### Passage provided
Primary Care Corner with Geoffrey Modest MD: Hep c 1b treatment, ribavirin-free

By Dr. Geoffrey Modest

A new study highlights how rapidly the field of Hepatitis C management is progressing, moving from an interferon-free therapy to one that is now also ribavirin-free (see Gastroenterology 2015; 149: 971).

Details:

  • Open-label international study of 82 patients without cirrhosis (42 treatment-naive and 40 prior null responders) and 99 with cirrhosis (47 treatment-naive and 52 treatment-experienced with prior relapse, or a null or partial response). The demographics varied some between these different groups, but overall approx 50% male, 85% white, mean age 55, in non-cirrhotic patients –> 60% with fibrosis score F0-F1, 25% F2, 13% F3). All with genotype 1b infection. 68-95% had non-CC IL28B genotype (this may not be clinically relevant, but this genotype did portend a less favorable response to perinterferon/ribavirin treatment).
  • Treated with ombitasvir 25mg (a NS5A replication complex inhibitor), paritaprevir 150mg (an NS3/4A protease inhibitor), and ritonavir 100mg once daily for 12 weeks (if no cirrhosis) or 24 weeks (with cirrhosis). [Note: This is the same combo in the pill Viekira, minus dabasuvir 250mg]
  • Primary endpoint: sustained viral response at 12 weeks after the end of treatment (SVR12)

### Dataset content

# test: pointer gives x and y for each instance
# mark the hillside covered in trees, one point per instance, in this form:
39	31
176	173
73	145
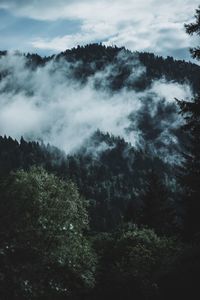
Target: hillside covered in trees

### Questions to answer
A) In the hepatitis C treatment post, why does the author say the new study highlights how rapidly the field of hepatitis C management is progressing? Answer in one to three sentences.
B) According to the hepatitis C treatment post, what was the study's primary endpoint?
C) Continue the hepatitis C treatment post from the point at which it stops.

### Answers for the exercise
A) The study shows therapy moving from a regimen that is interferon-free to one that is also ribavirin-free.

B) Sustained viral response at 12 weeks after the end of treatment (SVR12).

C)
Results:

  • Without cirrhosis: treatment-naive had SVR12 of 95.2%, null responders had SVR12 of 90.0%
  • ​With cirrhosis: treatment-naive had SVR12 of 97.9%, treatment-experienced had SVR12 of 96.2%
  • Virologic relapse happened in 3 null responders without cirrhosis and 1 with cirrhosis
  • Virologic breakthrough occurred in 1 null responder without cirrhosis
  • ​Adverse events (varied by assigned group) included headache (17-33%), asthenia (5-21%), pruritis (0-17%), and diarrhea (0-15%). Almost all were “mild”. Serious adverse effects in 7 patients (1 each): extrusion of penile prosthesis, COPD exacerbation, esophageal variceal hemorrhage, humerus fracture and partial seizures, elevate ALT and AST levels (this patient stopped drugs for days 20-36, but then was able to resume and had an SVR12), peripheral artery aneurysm and hepatic neoplasm. Only one patient discontinued meds because of an adverse effect (isolated peripheral edema which resolved after study drug cessation)
  • One interesting sideline of the study: there were detectable RAVs (resistance-associated variants), mostly to NS5A (17.6%) as well as NS3 (1.1%). but there was no association between these baseline RAVs and response to therapy (though all 4 of those with virologic relapse and the 1 with virologic breakthrough did have RAVs in both NS3 and NS5A at the time of failure)

So, what does this all mean?  There are evolving therapies which are working on larger groups of people (treatment-naive or not, cirrhotic or not), which seem to have high barrier to clinical resistance, and with fewer meds causing adverse effects (ribavirin in this case). The landscape is changing quickly, and there is increasing hope of developing an interferon and ribavirin-free, pangenotypic, single pill therapy (at least this is much more likely than developing a reasonable-cost therapy). And, as with HIV treatment, the newer regimens are simpler, more effective, and have many fewer adverse effects. Which means that we in primary care are in increasingly good positions to take care of patients with these infections as part of taking care of the whole patient.